* START ENTRIES SUPPLIED *

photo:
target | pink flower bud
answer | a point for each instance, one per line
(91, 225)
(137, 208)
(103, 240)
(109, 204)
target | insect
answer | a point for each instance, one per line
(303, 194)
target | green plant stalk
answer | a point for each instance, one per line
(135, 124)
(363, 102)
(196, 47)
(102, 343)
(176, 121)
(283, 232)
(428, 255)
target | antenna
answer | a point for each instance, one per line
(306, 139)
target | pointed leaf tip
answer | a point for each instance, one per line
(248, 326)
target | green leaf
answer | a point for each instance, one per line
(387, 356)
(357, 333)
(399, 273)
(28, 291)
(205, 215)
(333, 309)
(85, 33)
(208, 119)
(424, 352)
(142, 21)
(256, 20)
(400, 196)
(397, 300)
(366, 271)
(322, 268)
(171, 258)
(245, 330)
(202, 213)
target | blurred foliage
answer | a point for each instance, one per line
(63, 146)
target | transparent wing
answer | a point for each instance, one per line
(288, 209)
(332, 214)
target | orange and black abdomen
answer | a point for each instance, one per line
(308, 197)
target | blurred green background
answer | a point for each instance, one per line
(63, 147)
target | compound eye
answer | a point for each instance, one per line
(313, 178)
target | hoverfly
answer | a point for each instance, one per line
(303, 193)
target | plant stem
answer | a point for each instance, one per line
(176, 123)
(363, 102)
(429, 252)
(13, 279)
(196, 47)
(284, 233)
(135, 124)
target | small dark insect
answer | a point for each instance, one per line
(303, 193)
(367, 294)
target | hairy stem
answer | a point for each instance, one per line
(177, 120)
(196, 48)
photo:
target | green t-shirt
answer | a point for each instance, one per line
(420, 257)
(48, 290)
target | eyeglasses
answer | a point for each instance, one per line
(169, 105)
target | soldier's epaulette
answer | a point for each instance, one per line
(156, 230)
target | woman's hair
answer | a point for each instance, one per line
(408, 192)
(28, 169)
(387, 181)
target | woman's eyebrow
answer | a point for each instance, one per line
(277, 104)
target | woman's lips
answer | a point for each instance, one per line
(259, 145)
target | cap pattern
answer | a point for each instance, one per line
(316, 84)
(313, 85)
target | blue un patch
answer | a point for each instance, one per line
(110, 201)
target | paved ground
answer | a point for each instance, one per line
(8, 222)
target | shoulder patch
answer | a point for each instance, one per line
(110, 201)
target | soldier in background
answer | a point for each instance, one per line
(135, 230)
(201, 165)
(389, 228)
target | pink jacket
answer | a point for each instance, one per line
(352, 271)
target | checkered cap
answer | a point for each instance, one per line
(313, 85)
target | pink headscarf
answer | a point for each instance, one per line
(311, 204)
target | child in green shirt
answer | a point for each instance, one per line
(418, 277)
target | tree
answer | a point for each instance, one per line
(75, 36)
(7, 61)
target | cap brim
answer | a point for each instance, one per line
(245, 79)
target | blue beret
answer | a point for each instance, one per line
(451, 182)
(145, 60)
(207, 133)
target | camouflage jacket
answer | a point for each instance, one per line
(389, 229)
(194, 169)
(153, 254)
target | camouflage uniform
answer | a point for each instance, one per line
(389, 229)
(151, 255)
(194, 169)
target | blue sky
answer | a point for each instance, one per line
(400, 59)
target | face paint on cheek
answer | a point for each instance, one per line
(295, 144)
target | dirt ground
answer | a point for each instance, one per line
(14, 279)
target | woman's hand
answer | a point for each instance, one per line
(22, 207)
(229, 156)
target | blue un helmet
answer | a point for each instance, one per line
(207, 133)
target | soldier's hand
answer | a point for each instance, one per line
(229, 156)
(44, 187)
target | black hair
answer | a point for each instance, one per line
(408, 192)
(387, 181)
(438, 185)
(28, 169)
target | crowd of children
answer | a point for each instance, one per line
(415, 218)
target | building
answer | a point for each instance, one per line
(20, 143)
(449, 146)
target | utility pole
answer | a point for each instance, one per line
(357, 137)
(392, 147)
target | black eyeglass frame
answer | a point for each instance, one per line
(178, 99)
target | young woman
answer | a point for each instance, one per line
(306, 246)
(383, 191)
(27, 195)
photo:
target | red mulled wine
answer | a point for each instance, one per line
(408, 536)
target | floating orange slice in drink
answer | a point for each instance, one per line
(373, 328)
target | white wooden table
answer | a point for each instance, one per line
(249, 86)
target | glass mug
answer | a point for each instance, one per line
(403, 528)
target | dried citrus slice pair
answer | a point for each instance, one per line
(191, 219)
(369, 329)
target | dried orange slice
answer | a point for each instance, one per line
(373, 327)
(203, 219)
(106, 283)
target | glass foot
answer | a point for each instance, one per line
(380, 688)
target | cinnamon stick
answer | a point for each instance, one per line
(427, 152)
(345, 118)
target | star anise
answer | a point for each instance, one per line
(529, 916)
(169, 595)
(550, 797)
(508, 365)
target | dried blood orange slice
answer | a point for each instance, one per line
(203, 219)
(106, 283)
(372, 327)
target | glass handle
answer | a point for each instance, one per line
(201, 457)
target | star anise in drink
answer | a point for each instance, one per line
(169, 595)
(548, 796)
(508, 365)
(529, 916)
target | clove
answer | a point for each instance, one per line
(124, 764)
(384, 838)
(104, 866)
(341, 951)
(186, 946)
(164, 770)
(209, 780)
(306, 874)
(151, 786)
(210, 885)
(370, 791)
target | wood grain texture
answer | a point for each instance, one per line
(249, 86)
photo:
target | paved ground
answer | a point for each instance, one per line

* END ENTRIES SUPPLIED *

In the records above, locate the line that contains "target | dried blood orange slice". Repeat it and every line after it, exactly, and nothing else.

[RESPONSE TO THE TASK]
target | dried blood orange slice
answer | a point for each instance, one per line
(203, 219)
(106, 283)
(372, 327)
target | glass handle
answer | a point for each instance, one per line
(201, 457)
target | star anise in drink
answer | a point for each instance, one per line
(169, 595)
(548, 796)
(508, 365)
(529, 916)
target | clove
answer | a point for each instance, one per line
(124, 764)
(384, 838)
(104, 866)
(341, 951)
(186, 946)
(164, 770)
(209, 780)
(306, 874)
(151, 786)
(210, 885)
(370, 791)
target | wood grain texture
answer | a point for each instance, one per line
(249, 86)
photo:
target | paved ground
answer | a point for each instance, one per line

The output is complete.